### TASK DETAILS
Reproduce every line of the records below without changing anything.

### INPUT DATA
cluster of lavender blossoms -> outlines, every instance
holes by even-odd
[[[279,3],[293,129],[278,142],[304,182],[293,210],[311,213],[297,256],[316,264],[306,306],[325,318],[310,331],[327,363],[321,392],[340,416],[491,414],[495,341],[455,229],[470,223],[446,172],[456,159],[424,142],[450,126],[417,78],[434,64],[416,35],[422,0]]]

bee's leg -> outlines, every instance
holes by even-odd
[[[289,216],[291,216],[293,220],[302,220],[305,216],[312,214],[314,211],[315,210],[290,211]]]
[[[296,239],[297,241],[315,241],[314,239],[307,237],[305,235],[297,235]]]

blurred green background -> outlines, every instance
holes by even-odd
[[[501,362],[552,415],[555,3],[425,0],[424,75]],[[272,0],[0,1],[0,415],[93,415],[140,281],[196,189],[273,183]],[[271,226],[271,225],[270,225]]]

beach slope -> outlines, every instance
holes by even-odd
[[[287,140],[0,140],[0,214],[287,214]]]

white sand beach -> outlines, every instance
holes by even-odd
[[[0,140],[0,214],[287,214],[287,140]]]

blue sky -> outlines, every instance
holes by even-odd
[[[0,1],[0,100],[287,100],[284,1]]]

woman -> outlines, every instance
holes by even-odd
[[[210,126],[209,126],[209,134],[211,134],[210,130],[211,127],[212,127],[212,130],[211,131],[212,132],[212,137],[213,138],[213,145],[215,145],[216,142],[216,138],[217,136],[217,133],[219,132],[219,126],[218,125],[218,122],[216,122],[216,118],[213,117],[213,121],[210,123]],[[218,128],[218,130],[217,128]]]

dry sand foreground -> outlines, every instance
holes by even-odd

### THE RESPONSE
cluster of lavender blossoms -> outlines, every instance
holes by even-odd
[[[279,3],[293,129],[278,142],[304,182],[293,210],[311,213],[297,256],[316,264],[306,306],[325,318],[310,331],[327,363],[321,392],[340,416],[491,414],[495,341],[455,229],[470,223],[446,172],[456,159],[424,142],[450,126],[417,78],[434,64],[416,35],[422,0]]]

bee's leg -> outlines, every instance
holes by even-odd
[[[289,216],[291,216],[293,220],[302,220],[305,216],[312,214],[314,211],[315,210],[290,211]]]
[[[296,239],[297,241],[315,241],[314,239],[307,237],[305,235],[297,235]]]

blurred green background -> outlines, every instance
holes by even-odd
[[[501,362],[552,415],[555,3],[425,0],[424,75]],[[272,0],[0,1],[0,415],[93,415],[140,281],[196,189],[273,183]],[[271,226],[271,225],[270,225]]]

beach slope -> outlines, every instance
holes by even-odd
[[[287,140],[0,140],[0,214],[287,214]]]

white sand beach -> outlines, every instance
holes by even-odd
[[[0,140],[0,214],[287,214],[287,140]]]

blue sky -> outlines, every instance
holes by even-odd
[[[0,1],[0,100],[287,100],[284,1]]]

woman -> outlines, every instance
holes by even-odd
[[[210,126],[209,126],[209,134],[211,134],[210,130],[211,127],[212,127],[212,130],[211,131],[212,132],[212,137],[213,138],[213,145],[215,145],[216,142],[216,138],[217,136],[217,133],[219,132],[219,126],[218,125],[218,122],[216,122],[216,118],[213,117],[213,121],[210,123]],[[218,128],[218,130],[217,128]]]

dry sand foreground -> outlines, every instance
holes by even-odd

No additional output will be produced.